**Instructions**
a) According to the text on breast implants, in which country did PIP seek authorization for its product?
b) Reproduce word for word the part of the text on breast implants from "The MEP said" to "State act uniformly.".

**Provided text**
━━━━

BREAST IMPLANTS – MORE EFFECTIVE EU-WIDE CONTROLS NEEDED SAYS MAIREAD MCGUINNESS

As French police today arrested Jean-Claude Mas, whose breast implant firm Poly Implant Prothese (PIP) sparked a health scare by using substandard silicon, Ireland East Fine Gael MEP Mairead McGuinness said that the EU needs a much more effective and co-ordinated way of addressing such health issues.

“Consideration needs to be given to whether or not manufacturers and suppliers of medical devices, such as implants, should be required to get the same sort of authorisation to sell their products as suppliers of prescription medicines,” said McGuinness who has written to EU Commissioner for Health and Consumer Policy, John Dalli, on the issue.

The MEP, a member of the European Parliament’s Environment and Public Health and Food Safety Committee also said that it has emerged that 11 years ago US health officials warned the manufacturer at the centre of the breast implant scare that its products were “adulterated” and “not in conformance with good manufacturing practice.”

“The problem identified by the FDA (Food and Drug Administration) inspectors a decade ago related to saline breast implants, not the silicone implants at the centre of the latest health scare. However, both products were made at the same plant inspected by the FDA,” she said.

The MEP said that current indications from the EU Commission are that the likely measures to address the issue would include a system of traceability – perhaps a unique identifier number for each individual product, unannounced inspections of manufacturers, retailers and users and a system whereby the authorising bodies in each Member State act uniformly.

However, she said: “We need to consider very carefully if such measures would be sufficiently robust to prevent a reoccurrence of the current scare.”

In the current case the product was manufactured in France and sought authorisation in Germany where a less onerous regime exists. Once the product was authorised in Germany PIP was able to sell to any European country.

McGuinness said EU countries currently have very divergent approaches to the current health scare. “The French authorities are treating it as a criminal matter and the French, German and Dutch authorities have all recommended that women fitted with these now banned implants should have them removed as a precaution. The Irish and UK authorities have said there is no need for routine removal. This disparity has created confusion and further anxiety,” she says.

She pointed out that in the area of food and feed safety Member States are helped to act more rapidly and in a coordinated manner by way of a Rapid Alert System for Food and Feed (RASFF).

“A similar system to exchange information about medical issues could help to reassure the public,” she asks.

━━━━

**Record set**
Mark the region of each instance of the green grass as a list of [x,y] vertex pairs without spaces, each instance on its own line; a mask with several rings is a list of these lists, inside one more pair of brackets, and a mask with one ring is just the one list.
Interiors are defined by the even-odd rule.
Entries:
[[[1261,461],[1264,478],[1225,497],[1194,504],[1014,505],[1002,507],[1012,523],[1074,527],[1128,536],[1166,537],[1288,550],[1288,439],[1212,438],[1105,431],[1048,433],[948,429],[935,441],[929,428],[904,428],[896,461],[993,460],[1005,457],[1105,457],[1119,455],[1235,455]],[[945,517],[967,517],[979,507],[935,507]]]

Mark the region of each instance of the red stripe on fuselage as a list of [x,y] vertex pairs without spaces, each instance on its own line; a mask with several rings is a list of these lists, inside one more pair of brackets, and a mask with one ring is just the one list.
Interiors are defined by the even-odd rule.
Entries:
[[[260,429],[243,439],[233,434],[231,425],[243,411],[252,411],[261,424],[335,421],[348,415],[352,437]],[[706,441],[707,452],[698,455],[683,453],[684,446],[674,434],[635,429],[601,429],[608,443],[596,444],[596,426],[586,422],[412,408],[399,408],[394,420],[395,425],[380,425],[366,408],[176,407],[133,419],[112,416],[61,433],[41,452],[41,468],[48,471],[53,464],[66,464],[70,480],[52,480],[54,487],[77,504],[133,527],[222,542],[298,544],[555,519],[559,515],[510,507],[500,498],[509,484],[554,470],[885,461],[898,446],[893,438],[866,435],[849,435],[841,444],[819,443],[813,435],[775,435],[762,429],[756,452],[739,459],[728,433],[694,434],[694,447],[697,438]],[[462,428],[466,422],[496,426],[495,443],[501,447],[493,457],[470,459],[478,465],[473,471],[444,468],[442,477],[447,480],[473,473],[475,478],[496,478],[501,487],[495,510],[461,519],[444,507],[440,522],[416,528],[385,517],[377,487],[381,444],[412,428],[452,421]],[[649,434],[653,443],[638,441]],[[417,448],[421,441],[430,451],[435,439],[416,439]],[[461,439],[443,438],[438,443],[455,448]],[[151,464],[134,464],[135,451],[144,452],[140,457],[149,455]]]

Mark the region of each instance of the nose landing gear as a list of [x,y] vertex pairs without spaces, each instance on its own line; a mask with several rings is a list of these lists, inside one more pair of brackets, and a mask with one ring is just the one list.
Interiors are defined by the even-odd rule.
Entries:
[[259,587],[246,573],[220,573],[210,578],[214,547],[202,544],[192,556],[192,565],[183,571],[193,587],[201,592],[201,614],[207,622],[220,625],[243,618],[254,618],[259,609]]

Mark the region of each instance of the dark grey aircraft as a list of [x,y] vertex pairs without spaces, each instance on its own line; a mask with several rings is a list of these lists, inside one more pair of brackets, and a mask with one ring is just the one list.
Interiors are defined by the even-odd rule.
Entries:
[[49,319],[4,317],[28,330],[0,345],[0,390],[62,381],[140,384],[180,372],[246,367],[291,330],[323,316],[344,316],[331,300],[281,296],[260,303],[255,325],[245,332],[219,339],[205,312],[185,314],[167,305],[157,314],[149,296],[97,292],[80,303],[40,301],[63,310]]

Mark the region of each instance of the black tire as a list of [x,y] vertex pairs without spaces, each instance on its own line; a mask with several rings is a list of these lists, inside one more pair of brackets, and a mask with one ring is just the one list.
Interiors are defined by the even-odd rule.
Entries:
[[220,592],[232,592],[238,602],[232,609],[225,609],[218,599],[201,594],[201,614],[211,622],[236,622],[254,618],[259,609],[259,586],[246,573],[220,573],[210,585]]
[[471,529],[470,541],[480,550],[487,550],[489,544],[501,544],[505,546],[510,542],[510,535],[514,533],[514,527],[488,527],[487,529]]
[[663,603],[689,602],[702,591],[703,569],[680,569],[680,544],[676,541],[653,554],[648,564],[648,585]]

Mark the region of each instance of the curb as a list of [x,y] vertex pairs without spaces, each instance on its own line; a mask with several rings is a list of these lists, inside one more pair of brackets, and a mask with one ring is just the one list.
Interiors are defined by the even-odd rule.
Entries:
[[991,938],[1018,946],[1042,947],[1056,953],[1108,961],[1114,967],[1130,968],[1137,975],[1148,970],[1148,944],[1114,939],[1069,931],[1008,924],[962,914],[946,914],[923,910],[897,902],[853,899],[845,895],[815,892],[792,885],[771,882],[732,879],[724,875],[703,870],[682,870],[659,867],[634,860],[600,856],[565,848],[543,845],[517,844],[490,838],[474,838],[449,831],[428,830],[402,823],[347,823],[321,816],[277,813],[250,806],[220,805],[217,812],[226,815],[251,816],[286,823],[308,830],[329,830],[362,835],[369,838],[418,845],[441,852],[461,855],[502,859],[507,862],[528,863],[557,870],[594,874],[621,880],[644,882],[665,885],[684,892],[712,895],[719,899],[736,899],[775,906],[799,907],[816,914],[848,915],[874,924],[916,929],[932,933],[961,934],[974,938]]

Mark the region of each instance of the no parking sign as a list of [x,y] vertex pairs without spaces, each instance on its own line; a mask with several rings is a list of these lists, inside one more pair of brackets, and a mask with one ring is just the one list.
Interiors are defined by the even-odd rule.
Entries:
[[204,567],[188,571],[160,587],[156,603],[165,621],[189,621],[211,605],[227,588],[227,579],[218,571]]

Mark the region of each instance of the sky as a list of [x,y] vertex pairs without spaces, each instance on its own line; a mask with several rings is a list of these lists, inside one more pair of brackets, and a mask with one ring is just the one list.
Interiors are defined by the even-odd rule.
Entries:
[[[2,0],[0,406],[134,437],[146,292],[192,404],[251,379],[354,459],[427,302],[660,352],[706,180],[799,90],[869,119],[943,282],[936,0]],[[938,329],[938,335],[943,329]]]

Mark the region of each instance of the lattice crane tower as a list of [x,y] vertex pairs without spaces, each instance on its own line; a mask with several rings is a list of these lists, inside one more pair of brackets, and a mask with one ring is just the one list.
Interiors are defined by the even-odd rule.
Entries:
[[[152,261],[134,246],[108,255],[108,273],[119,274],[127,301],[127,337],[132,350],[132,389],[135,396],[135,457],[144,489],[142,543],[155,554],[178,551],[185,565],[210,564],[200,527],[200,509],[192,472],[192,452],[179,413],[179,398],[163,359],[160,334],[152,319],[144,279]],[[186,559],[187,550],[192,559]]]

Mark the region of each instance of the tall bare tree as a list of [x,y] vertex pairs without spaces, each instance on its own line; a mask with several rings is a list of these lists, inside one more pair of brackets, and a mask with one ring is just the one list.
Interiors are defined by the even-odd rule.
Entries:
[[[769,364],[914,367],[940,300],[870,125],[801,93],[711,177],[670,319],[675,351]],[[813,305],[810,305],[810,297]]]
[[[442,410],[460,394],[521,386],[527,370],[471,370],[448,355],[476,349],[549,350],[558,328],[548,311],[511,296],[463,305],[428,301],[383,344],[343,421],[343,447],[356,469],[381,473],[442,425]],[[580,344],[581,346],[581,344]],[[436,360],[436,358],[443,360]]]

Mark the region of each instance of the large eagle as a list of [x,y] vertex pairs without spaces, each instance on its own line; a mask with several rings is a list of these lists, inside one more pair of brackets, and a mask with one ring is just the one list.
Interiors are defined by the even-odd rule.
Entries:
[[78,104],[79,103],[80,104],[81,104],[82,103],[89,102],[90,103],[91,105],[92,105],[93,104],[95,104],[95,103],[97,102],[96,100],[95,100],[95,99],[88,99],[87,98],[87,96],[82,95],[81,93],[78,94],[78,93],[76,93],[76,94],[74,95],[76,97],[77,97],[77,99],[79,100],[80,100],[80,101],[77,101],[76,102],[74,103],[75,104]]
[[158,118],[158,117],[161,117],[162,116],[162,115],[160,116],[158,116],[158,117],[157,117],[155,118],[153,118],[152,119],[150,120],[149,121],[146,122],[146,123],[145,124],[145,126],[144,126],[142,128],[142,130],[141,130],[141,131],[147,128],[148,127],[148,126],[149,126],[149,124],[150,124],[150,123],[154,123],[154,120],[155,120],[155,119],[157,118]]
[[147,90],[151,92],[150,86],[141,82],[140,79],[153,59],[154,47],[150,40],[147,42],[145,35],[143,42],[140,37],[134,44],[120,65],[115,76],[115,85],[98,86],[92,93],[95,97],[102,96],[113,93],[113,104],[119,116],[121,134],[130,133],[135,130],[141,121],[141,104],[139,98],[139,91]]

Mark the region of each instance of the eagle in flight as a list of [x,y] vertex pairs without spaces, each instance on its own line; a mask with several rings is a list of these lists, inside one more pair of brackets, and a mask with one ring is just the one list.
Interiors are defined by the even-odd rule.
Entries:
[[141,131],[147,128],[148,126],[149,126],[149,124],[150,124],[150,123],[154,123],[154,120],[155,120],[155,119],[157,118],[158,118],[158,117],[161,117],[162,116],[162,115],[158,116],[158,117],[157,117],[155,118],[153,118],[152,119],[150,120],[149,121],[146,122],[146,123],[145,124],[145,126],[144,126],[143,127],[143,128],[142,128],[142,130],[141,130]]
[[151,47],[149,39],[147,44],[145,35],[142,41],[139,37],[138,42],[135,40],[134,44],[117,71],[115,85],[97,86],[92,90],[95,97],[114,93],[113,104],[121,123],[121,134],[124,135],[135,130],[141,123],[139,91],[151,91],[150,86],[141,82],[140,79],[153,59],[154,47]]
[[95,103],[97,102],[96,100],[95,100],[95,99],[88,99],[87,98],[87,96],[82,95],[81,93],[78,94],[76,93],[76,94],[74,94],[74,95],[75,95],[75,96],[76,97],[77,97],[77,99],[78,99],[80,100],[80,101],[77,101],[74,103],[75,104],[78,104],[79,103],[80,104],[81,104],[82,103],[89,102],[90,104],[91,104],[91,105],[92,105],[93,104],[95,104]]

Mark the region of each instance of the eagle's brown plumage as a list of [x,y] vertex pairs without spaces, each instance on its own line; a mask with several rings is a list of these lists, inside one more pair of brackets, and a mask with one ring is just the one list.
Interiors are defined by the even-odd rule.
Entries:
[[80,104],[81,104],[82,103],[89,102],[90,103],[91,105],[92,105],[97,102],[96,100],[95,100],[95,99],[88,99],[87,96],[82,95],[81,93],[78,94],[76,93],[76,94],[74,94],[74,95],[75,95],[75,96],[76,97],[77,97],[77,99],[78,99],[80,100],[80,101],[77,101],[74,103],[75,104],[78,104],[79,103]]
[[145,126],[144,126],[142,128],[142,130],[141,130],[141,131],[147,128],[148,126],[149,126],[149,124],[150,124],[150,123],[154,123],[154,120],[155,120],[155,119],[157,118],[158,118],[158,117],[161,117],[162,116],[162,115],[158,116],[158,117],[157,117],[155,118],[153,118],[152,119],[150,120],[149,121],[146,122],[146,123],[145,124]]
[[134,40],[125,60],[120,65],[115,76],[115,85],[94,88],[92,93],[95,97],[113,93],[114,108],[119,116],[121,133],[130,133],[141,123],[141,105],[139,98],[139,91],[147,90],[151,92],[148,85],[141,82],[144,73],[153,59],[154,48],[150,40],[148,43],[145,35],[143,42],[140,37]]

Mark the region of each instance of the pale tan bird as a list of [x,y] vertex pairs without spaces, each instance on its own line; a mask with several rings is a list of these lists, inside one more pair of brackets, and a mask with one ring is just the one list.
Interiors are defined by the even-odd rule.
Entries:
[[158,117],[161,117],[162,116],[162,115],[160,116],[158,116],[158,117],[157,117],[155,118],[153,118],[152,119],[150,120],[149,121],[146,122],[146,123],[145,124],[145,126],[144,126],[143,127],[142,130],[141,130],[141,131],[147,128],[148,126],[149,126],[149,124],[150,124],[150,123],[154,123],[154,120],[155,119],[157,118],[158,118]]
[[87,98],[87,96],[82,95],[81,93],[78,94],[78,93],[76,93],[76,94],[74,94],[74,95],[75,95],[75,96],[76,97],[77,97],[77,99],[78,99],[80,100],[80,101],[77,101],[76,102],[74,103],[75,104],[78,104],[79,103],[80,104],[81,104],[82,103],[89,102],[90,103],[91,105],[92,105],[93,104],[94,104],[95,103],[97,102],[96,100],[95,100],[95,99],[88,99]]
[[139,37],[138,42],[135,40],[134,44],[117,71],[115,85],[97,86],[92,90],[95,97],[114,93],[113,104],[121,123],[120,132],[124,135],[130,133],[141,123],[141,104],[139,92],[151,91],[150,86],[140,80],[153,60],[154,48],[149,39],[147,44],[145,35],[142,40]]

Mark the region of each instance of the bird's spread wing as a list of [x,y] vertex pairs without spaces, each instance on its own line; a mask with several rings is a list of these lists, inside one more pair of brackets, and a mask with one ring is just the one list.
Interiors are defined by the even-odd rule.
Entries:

━━━━

**Task responses**
a) Germany

b)
The MEP said that current indications from the EU Commission are that the likely measures to address the issue would include a system of traceability – perhaps a unique identifier number for each individual product, unannounced inspections of manufacturers, retailers and users and a system whereby the authorising bodies in each Member State act uniformly.